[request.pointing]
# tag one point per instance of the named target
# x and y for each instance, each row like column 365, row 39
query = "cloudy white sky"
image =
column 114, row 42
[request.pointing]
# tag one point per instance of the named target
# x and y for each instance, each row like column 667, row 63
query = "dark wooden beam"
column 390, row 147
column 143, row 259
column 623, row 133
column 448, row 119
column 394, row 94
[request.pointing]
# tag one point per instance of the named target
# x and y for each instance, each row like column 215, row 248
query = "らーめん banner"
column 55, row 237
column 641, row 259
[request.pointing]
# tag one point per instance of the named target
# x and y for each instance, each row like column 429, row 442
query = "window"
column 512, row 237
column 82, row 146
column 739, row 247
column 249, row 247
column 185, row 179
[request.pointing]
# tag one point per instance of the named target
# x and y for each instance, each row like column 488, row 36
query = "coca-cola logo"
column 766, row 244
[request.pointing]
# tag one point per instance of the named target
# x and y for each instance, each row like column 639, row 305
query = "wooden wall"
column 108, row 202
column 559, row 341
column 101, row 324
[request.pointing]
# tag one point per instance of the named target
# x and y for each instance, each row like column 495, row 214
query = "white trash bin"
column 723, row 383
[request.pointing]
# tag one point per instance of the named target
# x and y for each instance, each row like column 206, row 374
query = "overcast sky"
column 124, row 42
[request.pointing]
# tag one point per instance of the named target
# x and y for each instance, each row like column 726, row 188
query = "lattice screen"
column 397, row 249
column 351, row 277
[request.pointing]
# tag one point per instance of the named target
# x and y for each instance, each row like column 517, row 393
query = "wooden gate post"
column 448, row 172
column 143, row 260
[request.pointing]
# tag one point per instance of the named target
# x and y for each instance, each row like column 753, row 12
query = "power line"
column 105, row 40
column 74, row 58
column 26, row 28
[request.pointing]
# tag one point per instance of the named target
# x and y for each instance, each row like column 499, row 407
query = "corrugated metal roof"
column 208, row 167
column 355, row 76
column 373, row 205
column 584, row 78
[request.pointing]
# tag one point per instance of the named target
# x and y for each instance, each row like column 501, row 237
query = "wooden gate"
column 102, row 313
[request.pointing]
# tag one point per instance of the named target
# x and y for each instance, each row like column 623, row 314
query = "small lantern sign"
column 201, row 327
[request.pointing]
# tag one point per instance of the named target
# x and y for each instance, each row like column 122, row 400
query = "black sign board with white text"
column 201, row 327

────

PROBLEM TO SOLVE:
Restate every line of the data word for word.

WRITTEN ANSWER:
[request.pointing]
# tag one point per instance of the named target
# x and y for each instance, each row like column 365, row 39
query = "cloudy white sky"
image =
column 114, row 42
[request.pointing]
# tag one point per instance of the named target
# x and y for each instance, each row like column 667, row 63
query = "dark wooden beam"
column 390, row 147
column 143, row 259
column 623, row 133
column 448, row 119
column 394, row 94
[request.pointing]
# tag one point per instance of the named target
# x and y for each instance, each row like column 215, row 248
query = "らーめん banner"
column 55, row 237
column 641, row 259
[request.pointing]
# tag one point per instance of the named target
# x and y for each instance, each row like column 429, row 442
query = "window"
column 512, row 237
column 82, row 146
column 739, row 247
column 249, row 247
column 185, row 179
[request.pointing]
# tag one point per instance of the named target
# x and y for each instance, each row like column 488, row 36
query = "coca-cola logo"
column 766, row 244
[request.pointing]
# tag one point per instance of the named target
# x and y for each instance, each row like column 639, row 305
query = "wooden wall"
column 108, row 202
column 559, row 341
column 101, row 324
[request.pointing]
# tag one point per instance of the named target
# x and y for each instance, each row like column 495, row 214
query = "white trash bin"
column 723, row 383
[request.pointing]
# tag one point per instance of the named target
# x and y for each instance, each row like column 206, row 374
query = "overcast sky"
column 124, row 42
[request.pointing]
# tag one point per instance of the named target
# x and y for each instance, each row like column 726, row 188
query = "lattice screen"
column 397, row 249
column 351, row 277
[request.pointing]
# tag one point per instance of the named target
# x and y for each instance, each row like column 517, row 393
query = "wooden gate post"
column 448, row 172
column 143, row 260
[request.pointing]
# tag one point per instance of the named target
# x and y for each instance, each row like column 753, row 12
query = "power line"
column 105, row 40
column 74, row 58
column 26, row 28
[request.pointing]
# tag one point per instance of the named target
# x and y for each instance, each row like column 499, row 407
query = "corrugated metal roof"
column 208, row 167
column 355, row 76
column 373, row 205
column 584, row 78
[request.pointing]
# tag one point per instance of the named target
# x and y for each instance, each row like column 501, row 237
query = "wooden gate"
column 102, row 313
[request.pointing]
# tag one point per instance of the named target
# x and y for each instance, each row like column 623, row 314
query = "small lantern sign"
column 201, row 327
[request.pointing]
# tag one point per instance of the named target
# x and y for each instance, each row like column 122, row 400
query = "black sign board with white text"
column 201, row 327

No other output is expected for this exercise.